## Excerpted text

* START *

Item 13. Certain Relationships and Related Transactions

No affiliated entities have, for the year ending December 31, 2004, earned or received compensation or payments for services from the Registrant in excess of $60,000.

For a listing of miscellaneous transactions with affiliates refer to Note 4 of the notes to Consolidated Financial Statements herein.

Item 14. Principal Accountant Fees and Services

Audit Related Fees

Our principal accountants billed us an aggregate of $15,000 and $13,000 in fees and expenses for professional services rendered in connection with the audits of our financial statements for the calendar years ended December 31, 2004 and 2003, respectively, and reviews of the financial statements included in our quarterly reports on Form 10-Q during such calendar years.

Our principal accountants did not bill us any additional fees that are not disclosed under audit fees in each of the last two calendar years for assurance and related services that are reasonably related to the performance of our audit or review of our financial statements.

Tax Fees

No tax fees were paid to our principal accountants for tax compliance, tax advice and tax planning during calendar years ended December 31, 2004 and 2003.

All Other Fees

No other fees were paid to our principal accountants during calendar years ended December 31, 2004 and 2003, for products and services other than those products and services described above.

Policy on Audit Committee Pre-Approval of Audit and Permissible Non-Audit Services of Independent Auditors

Because the Registrant's units of Limited Partnership are not traded, the General Partner acts as the audit committee. The General Partner pre-approves all audit and non-audit services provided by the independent auditors prior to the engagement of the independent auditors with respect to such services.

* END *

## Problem 1
Translate this sentence from the filing excerpt above into Spanish: "No tax fees were paid to our principal accountants for tax compliance, tax advice and tax planning during calendar years ended December 31, 2004 and 2003."
## Problem 2
Answer these questions using the filing excerpt above:
(a) What aggregate amount did the principal accountants bill for services related to the calendar year ended December 31, 2004?
(b) Who acts as the audit committee?
(c) Where can a listing of miscellaneous transactions with affiliates be found?

## Entries from a point annotation set
* START *

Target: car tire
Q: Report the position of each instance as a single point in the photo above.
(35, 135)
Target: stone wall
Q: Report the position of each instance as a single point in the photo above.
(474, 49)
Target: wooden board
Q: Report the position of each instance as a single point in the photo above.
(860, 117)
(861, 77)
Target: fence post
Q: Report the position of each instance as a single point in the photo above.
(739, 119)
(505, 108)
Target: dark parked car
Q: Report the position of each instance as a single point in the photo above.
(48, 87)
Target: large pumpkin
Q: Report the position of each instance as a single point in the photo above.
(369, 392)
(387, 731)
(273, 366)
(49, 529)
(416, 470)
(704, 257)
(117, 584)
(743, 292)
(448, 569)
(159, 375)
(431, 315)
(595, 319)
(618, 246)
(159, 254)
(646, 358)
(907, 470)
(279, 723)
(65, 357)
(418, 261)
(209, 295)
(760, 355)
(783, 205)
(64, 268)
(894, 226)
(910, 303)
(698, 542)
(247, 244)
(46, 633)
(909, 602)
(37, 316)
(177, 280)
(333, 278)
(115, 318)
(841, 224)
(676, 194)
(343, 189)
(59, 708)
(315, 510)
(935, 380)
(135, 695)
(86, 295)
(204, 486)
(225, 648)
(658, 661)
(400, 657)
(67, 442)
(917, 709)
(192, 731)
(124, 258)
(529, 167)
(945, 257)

* END *

## Output 1
No se pagaron honorarios fiscales a nuestros contadores principales por cumplimiento tributario, asesoría fiscal y planificación fiscal durante los años calendario terminados el 31 de diciembre de 2004 y 2003.

## Output 2
(a) $15,000
(b) The General Partner
(c) In Note 4 of the notes to Consolidated Financial Statements